All is fair in war (and peace)

Retelling the Maoist conflict, and its impact on Nepali society and politics

Maoist child soldiers in a corn field in the Tarai in 2004. PHOTO: DAMBAR KRISHNA SHRESTHA/A PEOPLE WAR

On 13 February 1996 the Maoist party decided to take a shortcut to power. It abandoned mainstream politics and the democratic system, and instead adopted a path of violence to cleanse Nepal of ‘class enemies’. They did get to power, but at an immense cost to the people.

Over 17,000 Nepalis were killed, thousands of children orphaned, women widowed. The 1990 Constitution failed. Violence, hatred, suspicion spread, democracy was threatened.

The violence propelled the Maoists to power with a landslide victory in the 2008 Constituent Assembly election, but the path of peaceful politics was not easy for a party that believed political power came out the barrel of a gun.

In consecutive elections since 2008, the party got fewer and fewer votes. At the current rate, its political future is bleak at best.

The 1990 Constitution empowered Nepalis, and monarchy had to relinquish its absolute powers. The elected legislature was supreme, and it was alive and vibrant. The judiciary and the Supreme Court were many times more dignified than they are today.

The Nepali Congress (NC) emerged as the biggest party in the 1991 general election, while Unified Marxist–Leninist (UML), back then only called Marxist–Leninist, also established itself as a formidable force.

The United People’s Front of Nepal (UPFN) chaired by Baburam Bhattarai won only nine seats -- two of them were Krishna Bahadur Mahara and Lila Mani Pokhrel.

* Given information
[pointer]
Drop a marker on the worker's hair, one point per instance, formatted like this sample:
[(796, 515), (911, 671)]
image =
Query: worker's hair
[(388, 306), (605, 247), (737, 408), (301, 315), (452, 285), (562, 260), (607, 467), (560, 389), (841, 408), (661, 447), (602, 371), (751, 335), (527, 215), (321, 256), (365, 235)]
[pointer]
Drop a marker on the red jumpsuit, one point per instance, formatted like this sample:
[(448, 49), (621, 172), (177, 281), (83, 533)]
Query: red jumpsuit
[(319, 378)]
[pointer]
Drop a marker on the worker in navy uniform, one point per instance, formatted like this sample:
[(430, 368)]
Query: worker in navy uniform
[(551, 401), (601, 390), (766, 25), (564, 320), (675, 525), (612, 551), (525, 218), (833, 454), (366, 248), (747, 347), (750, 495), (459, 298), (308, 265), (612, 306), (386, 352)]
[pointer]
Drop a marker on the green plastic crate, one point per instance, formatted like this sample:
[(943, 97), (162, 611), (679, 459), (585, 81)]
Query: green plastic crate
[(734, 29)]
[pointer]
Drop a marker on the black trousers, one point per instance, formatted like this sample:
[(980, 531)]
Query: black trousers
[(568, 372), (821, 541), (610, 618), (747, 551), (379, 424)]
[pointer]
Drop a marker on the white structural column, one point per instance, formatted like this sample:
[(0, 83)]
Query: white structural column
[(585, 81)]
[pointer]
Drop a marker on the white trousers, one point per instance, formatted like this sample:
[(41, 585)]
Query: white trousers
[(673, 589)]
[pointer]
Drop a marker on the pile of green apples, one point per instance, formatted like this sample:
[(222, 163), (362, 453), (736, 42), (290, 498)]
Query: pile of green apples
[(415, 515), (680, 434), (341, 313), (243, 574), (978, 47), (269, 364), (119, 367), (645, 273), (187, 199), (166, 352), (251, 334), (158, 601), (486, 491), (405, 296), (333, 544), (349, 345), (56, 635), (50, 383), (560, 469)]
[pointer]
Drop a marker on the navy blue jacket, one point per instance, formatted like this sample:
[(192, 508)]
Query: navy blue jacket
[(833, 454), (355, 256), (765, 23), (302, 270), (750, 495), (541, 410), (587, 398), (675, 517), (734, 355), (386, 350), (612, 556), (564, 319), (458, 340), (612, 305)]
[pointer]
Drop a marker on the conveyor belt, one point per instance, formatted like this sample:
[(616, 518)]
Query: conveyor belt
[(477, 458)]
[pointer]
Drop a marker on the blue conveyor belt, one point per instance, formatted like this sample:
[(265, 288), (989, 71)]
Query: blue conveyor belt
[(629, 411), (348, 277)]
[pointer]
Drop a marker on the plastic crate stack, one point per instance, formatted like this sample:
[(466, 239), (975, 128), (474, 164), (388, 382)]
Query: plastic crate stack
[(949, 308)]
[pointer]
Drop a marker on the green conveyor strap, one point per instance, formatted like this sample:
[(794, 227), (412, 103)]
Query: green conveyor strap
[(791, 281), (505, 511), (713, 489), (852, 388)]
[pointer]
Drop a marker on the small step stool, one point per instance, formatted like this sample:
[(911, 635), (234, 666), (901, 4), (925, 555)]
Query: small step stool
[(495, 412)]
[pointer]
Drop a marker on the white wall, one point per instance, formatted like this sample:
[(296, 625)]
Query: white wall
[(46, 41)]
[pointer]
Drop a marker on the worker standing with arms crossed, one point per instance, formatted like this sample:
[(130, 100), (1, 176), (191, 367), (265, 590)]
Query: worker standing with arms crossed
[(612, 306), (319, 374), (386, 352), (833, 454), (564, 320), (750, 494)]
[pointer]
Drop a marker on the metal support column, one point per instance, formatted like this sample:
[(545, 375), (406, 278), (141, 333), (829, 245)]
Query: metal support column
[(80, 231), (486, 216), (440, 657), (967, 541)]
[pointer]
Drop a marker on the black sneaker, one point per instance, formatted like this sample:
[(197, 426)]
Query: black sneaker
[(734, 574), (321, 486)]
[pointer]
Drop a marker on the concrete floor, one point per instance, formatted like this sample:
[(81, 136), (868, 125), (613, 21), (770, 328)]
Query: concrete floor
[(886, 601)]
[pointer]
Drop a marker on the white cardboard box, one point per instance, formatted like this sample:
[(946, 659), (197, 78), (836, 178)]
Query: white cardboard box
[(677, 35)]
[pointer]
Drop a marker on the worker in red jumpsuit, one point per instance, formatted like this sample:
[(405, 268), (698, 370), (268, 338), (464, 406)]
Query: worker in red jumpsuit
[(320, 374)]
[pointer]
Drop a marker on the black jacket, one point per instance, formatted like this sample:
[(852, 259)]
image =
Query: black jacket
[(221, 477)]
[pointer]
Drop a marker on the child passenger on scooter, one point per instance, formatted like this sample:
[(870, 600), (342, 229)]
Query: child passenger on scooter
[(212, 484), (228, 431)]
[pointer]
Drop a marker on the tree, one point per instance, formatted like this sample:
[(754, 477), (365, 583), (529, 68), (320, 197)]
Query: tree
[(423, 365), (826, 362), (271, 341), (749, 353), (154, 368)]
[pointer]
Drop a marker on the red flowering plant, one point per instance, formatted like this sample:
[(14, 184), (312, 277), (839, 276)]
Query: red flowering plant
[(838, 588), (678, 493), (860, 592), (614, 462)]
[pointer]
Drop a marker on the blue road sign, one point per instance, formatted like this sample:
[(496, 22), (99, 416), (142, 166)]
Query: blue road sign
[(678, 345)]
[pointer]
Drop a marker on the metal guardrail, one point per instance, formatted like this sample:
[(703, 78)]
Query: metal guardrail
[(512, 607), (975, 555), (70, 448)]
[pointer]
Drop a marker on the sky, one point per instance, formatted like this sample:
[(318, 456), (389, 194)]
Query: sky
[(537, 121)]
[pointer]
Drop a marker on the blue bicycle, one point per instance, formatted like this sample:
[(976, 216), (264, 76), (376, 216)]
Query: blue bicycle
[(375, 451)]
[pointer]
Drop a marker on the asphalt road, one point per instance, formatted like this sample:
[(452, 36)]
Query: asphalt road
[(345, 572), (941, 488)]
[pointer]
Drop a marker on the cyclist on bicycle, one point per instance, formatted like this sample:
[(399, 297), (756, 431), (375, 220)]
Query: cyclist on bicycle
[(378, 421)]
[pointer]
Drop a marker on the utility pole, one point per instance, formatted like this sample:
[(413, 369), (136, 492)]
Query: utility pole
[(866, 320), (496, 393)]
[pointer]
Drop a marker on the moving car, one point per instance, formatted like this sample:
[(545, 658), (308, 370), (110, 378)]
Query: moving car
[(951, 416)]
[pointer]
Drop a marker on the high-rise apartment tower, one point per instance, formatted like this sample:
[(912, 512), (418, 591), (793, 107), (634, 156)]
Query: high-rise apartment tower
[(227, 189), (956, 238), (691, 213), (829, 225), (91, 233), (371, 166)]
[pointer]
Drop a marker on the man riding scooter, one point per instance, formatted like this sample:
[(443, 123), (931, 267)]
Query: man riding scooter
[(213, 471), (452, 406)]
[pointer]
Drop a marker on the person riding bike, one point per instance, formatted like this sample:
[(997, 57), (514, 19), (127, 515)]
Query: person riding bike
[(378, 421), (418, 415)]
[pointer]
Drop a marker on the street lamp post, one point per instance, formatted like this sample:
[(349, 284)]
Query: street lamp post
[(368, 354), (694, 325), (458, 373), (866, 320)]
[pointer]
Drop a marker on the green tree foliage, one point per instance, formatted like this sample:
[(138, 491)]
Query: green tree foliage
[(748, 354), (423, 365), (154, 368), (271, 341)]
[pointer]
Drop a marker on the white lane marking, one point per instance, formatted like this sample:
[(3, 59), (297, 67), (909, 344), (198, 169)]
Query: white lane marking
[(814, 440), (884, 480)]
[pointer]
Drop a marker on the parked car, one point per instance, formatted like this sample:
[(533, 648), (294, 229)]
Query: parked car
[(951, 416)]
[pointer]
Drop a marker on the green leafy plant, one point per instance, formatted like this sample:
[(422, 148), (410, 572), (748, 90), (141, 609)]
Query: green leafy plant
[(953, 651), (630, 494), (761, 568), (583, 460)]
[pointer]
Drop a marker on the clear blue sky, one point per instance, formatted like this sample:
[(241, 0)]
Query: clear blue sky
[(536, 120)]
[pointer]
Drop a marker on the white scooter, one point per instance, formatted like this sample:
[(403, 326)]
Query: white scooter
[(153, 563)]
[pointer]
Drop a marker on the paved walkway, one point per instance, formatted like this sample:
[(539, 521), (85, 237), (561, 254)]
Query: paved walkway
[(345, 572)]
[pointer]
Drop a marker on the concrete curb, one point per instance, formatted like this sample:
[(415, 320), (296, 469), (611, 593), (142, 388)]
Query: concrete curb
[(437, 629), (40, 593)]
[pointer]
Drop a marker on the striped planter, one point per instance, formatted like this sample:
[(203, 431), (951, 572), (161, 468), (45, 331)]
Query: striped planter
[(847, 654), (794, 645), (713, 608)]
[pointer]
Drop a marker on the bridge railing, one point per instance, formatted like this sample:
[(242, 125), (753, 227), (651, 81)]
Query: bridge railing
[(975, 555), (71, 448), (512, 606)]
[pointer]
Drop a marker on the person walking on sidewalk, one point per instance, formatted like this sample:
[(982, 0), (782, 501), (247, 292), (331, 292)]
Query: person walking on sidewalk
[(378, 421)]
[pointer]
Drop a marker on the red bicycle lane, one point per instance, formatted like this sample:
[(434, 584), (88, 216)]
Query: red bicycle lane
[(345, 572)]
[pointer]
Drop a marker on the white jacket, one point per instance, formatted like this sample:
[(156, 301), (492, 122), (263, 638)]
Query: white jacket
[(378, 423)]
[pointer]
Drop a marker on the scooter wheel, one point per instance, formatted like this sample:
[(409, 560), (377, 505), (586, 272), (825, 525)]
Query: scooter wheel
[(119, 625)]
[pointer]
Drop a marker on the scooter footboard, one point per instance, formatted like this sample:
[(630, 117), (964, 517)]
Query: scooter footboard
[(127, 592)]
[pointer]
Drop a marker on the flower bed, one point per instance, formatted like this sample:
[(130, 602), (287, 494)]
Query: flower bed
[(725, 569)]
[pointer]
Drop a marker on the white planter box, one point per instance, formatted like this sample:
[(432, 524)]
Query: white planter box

* List of tasks
(1) Answer these from the article on the Maoist conflict in Nepal, one line each:
(a) On what date did the Maoist party decide to take a shortcut to power?
(b) How many Nepalis were killed?
(c) How many seats did the United People's Front of Nepal win?
(2) Reproduce the listing exactly, starting with its first line and going on through the line that contains "[(734, 29)]".

* Task solutions
(1)
(a) 13 February 1996
(b) Over 17,000
(c) Only nine

(2)
[pointer]
Drop a marker on the worker's hair, one point per instance, formatted like this sample:
[(796, 515), (911, 671)]
image =
Query: worker's hair
[(388, 306), (605, 247), (737, 408), (301, 315), (452, 285), (562, 260), (607, 467), (560, 389), (841, 408), (661, 447), (602, 371), (751, 335), (527, 215), (321, 256), (365, 235)]
[pointer]
Drop a marker on the red jumpsuit, one point per instance, formatted like this sample:
[(448, 49), (621, 172), (177, 281), (83, 533)]
Query: red jumpsuit
[(319, 378)]
[pointer]
Drop a marker on the worker in navy uniform, one point per instance, formatted like this sample:
[(430, 368)]
Query: worker in navy uniform
[(551, 401), (601, 390), (766, 25), (564, 320), (675, 525), (612, 551), (525, 218), (833, 454), (366, 248), (747, 347), (750, 495), (459, 298), (308, 265), (612, 306), (386, 352)]
[pointer]
Drop a marker on the green plastic crate, one point per instance, formatted like this sample:
[(943, 97), (162, 611), (679, 459), (585, 81)]
Query: green plastic crate
[(734, 29)]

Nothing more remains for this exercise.